Beginning with the line that contains "Can you find the soldier's" in the material below, print each line exactly until the line that contains "Query: soldier in uniform" has been printed, then stop.

[[ Provided material open ]]

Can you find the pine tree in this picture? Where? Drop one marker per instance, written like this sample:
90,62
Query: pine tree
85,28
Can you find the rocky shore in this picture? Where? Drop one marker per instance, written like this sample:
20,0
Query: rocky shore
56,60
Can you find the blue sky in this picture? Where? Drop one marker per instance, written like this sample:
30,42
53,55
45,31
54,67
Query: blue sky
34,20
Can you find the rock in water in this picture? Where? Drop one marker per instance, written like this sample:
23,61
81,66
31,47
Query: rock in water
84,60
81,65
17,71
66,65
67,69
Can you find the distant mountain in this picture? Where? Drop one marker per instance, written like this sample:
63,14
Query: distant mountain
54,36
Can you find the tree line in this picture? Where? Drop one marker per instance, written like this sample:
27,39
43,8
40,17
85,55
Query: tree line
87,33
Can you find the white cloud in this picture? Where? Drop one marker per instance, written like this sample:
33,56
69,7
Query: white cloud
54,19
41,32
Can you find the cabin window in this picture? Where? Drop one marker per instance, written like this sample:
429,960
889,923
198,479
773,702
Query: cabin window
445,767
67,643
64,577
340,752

[[ Provided material closed ]]
[[ Provided material open ]]

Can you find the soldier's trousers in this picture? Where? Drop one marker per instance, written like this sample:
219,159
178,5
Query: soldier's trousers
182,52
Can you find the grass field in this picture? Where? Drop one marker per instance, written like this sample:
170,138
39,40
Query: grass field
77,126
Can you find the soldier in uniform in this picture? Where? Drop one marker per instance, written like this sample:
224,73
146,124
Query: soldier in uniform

[[ Provided material closed ]]
[[ Provided material open ]]

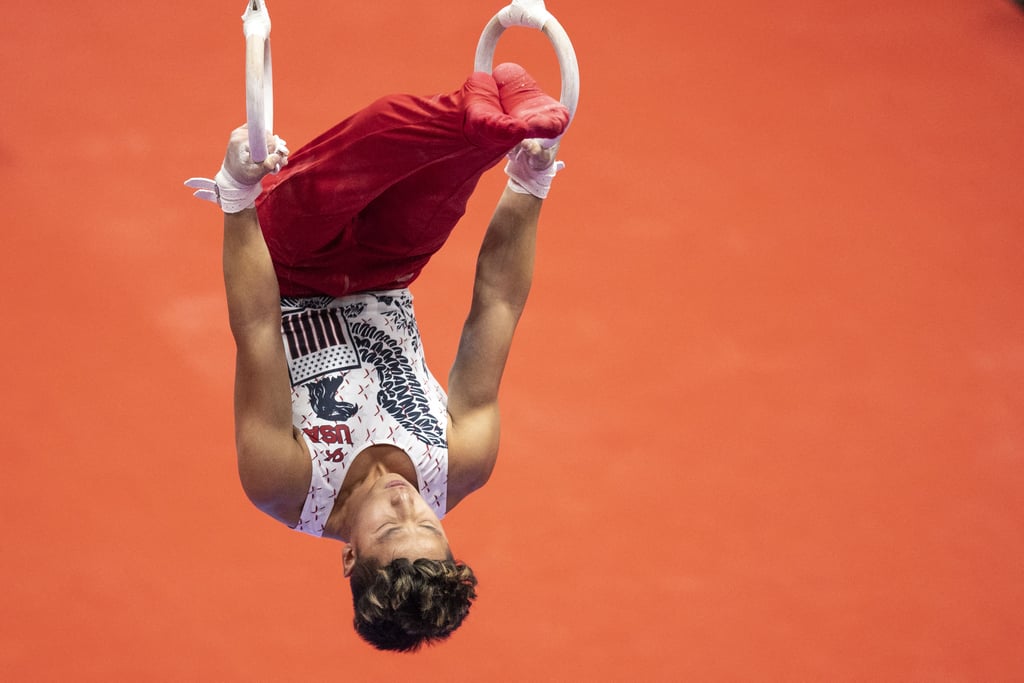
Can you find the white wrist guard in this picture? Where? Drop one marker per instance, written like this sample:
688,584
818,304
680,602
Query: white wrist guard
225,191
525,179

[[ Provided material closed ]]

### Written answer
Can you find the soldier's trousers in this picture? Where? Drop one marker per instance, written like this sample:
219,159
178,5
Query: soldier's trousers
182,52
Can you find the grass field in this picture? Where? Drop one marker per instance, written like this sample:
170,138
39,40
Query: grass field
77,126
Can you find the soldier in uniform in this picture? Where? Drop one marker per instance, written like this sample:
224,73
146,124
Query: soldier in uniform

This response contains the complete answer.